Static Modeling

Identifying Attributes

To find the attributes of a class ask yourself the following questions:

  • What does the class know?
  • What information should be stored by the class?

We will discuss this in further detail below when we develop a domain model.

Developing a Domain Model

For very small business domains, domain model is not required; a glossary of terms will be sufficient. Domain model should only be concerned with the problem domain and should not include anything related to solution domain. The main purpose of the domain model is as a communication tool between the developers and other non-technical staff. This is the reason why we do not include anything related to the solution domain.

The sequence of activities shown in this eBook is for learning purposes only. In real world, OOAD skills that you apply will not be rigid or follow a linear structure.

Identify Classes

Class is a template that defines the structure and behavior of an object. It defines the data (state) and methods (behavior) that all objects of that class will possess.

An object is characterized by responsibilities, semantic integrity constraints, types and relationships. Meriam Webster defines the term semantic as related to meaning. An example of a semantic integrity constraint on a class called Reservation would be Number of rooms reserved cannot be zero or negative. These rules are the constraints on the data values of the object that impose the business rules. From a programming standpoint, you must throw an exception to indicate invalid data passed to the methods in a class. This prevents violation of the data integrity in the system.

To identify classes, make a list of key nouns from use cases. These are candidate classes. Synonyms must be merged into one term and documented.

> **Exercise instructions**
1 - From the static modeling text, copy the stretch from "Static Modeling" through "the solution domain." word for word.
2 - According to the static modeling text, what is the main purpose of the domain model?
The lines that come next have no connection to the static modeling text.

> **Recorded data**
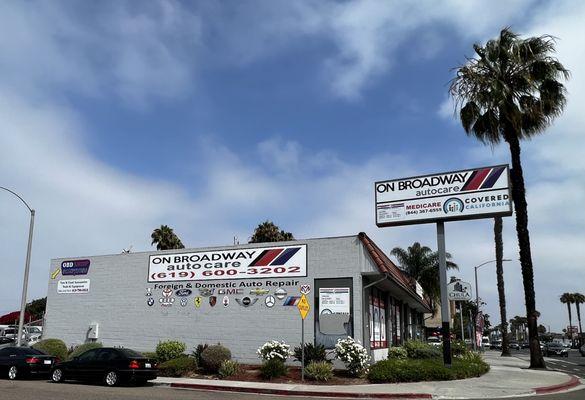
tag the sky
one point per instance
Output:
(211, 117)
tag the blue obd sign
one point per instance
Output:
(75, 267)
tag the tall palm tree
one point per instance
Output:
(421, 263)
(568, 299)
(166, 239)
(509, 92)
(500, 276)
(579, 299)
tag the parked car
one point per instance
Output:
(109, 365)
(555, 349)
(16, 362)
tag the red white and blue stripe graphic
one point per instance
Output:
(274, 257)
(484, 178)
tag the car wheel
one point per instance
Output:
(57, 375)
(111, 378)
(12, 372)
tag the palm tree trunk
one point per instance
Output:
(500, 275)
(521, 207)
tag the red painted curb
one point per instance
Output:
(571, 383)
(283, 392)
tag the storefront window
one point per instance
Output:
(378, 320)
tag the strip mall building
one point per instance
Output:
(241, 296)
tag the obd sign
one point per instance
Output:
(450, 196)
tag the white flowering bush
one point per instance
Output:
(274, 350)
(353, 354)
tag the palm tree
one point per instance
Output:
(165, 239)
(511, 91)
(421, 263)
(500, 276)
(267, 231)
(568, 299)
(579, 299)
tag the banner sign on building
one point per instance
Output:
(249, 263)
(458, 195)
(459, 291)
(73, 286)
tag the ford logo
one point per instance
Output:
(183, 292)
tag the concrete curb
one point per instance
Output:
(571, 383)
(304, 393)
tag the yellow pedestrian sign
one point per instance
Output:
(303, 306)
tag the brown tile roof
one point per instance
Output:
(386, 266)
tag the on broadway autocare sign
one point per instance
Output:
(474, 193)
(262, 262)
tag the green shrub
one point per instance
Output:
(198, 351)
(177, 367)
(54, 347)
(273, 368)
(415, 370)
(398, 353)
(228, 368)
(421, 350)
(169, 350)
(459, 348)
(319, 371)
(312, 353)
(213, 356)
(82, 348)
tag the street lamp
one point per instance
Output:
(477, 298)
(26, 267)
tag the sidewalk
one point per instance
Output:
(508, 377)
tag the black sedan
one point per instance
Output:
(109, 365)
(17, 362)
(555, 349)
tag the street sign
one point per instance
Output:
(459, 291)
(303, 306)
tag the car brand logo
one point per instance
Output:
(183, 292)
(206, 292)
(246, 301)
(259, 291)
(306, 289)
(270, 301)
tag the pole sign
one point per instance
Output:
(459, 291)
(450, 196)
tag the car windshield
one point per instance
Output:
(131, 353)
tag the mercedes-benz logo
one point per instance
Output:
(269, 301)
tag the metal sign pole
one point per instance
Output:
(444, 297)
(303, 347)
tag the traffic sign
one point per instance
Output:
(303, 306)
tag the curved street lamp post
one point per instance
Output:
(477, 298)
(26, 267)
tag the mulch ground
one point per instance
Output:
(251, 373)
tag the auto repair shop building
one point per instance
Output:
(241, 296)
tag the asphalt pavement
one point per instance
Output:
(574, 364)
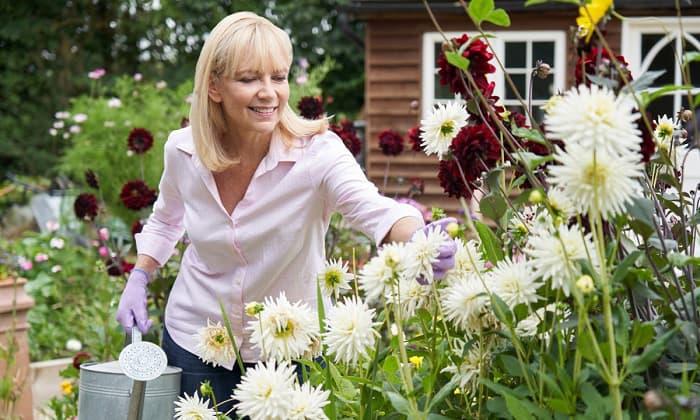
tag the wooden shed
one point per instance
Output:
(401, 46)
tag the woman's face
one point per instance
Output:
(252, 100)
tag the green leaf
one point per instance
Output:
(649, 97)
(457, 60)
(623, 268)
(493, 206)
(491, 245)
(517, 409)
(479, 10)
(641, 362)
(443, 393)
(499, 17)
(398, 402)
(642, 334)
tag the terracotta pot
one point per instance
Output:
(13, 298)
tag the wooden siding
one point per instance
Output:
(393, 55)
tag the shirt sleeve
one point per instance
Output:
(348, 191)
(164, 226)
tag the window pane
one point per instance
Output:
(515, 54)
(543, 51)
(542, 89)
(664, 59)
(661, 106)
(442, 92)
(519, 81)
(694, 66)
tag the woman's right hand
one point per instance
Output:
(133, 309)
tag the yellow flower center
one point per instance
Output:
(447, 128)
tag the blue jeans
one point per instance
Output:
(195, 371)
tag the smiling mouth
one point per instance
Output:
(265, 111)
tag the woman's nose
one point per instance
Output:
(266, 90)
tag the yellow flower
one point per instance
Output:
(67, 387)
(587, 21)
(416, 361)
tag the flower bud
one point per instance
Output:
(253, 308)
(685, 115)
(452, 229)
(536, 197)
(543, 70)
(205, 389)
(585, 284)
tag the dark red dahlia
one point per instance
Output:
(80, 358)
(85, 206)
(648, 146)
(310, 107)
(413, 135)
(391, 142)
(475, 150)
(140, 140)
(478, 55)
(136, 227)
(91, 179)
(136, 195)
(598, 62)
(347, 133)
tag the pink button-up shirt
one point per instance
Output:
(272, 242)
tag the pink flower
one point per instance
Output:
(25, 264)
(97, 74)
(103, 251)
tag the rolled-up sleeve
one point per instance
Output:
(164, 226)
(348, 191)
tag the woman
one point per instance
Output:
(253, 185)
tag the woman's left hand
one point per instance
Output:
(446, 257)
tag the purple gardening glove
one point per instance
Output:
(446, 257)
(133, 303)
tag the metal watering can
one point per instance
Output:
(138, 386)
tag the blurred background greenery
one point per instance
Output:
(49, 47)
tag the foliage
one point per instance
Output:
(101, 145)
(49, 48)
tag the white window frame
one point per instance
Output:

> **Answers for the tasks**
1 -
Static Modeling

Identifying Attributes

To find the attributes of a class ask yourself the following questions:

  • What does the class know?
  • What information should be stored by the class?

We will discuss this in further detail below when we develop a domain model.

Developing a Domain Model

For very small business domains, domain model is not required; a glossary of terms will be sufficient. Domain model should only be concerned with the problem domain and should not include anything related to solution domain. The main purpose of the domain model is as a communication tool between the developers and other non-technical staff. This is the reason why we do not include anything related to the solution domain.

2 - It serves as a communication tool between the developers and other non-technical staff.